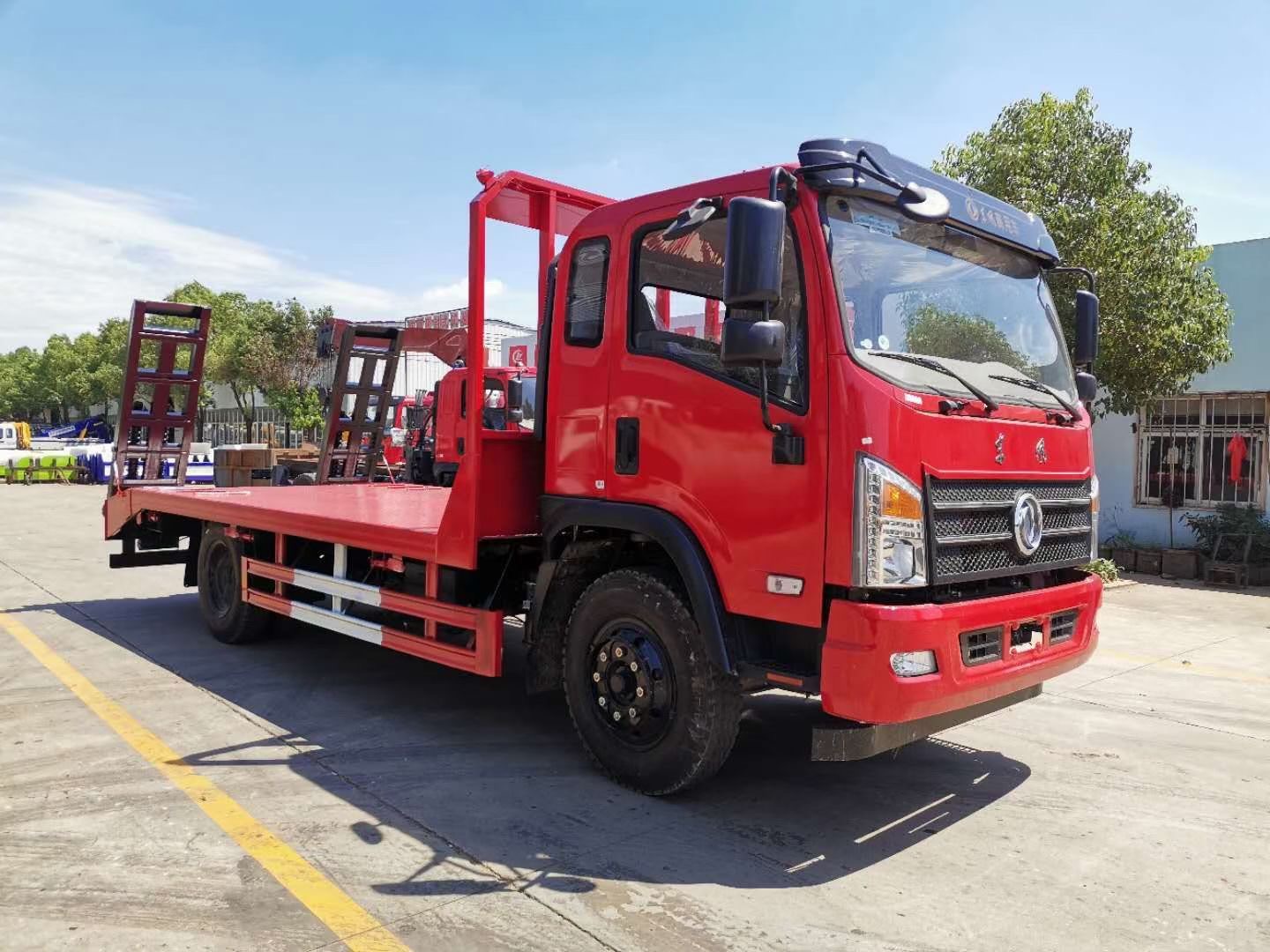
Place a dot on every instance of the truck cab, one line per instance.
(892, 505)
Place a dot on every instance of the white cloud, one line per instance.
(71, 256)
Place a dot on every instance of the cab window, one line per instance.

━━━━

EXERCISE TASK:
Print the text of every item above word for word, leaving out the pictures.

EXERCISE RESULT:
Place a dot on every instance of the truck cab, one line per instance.
(892, 505)
Place a dot on every instance of the white cloud, one line per instance.
(71, 256)
Place a dot on every instance of the cab window, one line per instance.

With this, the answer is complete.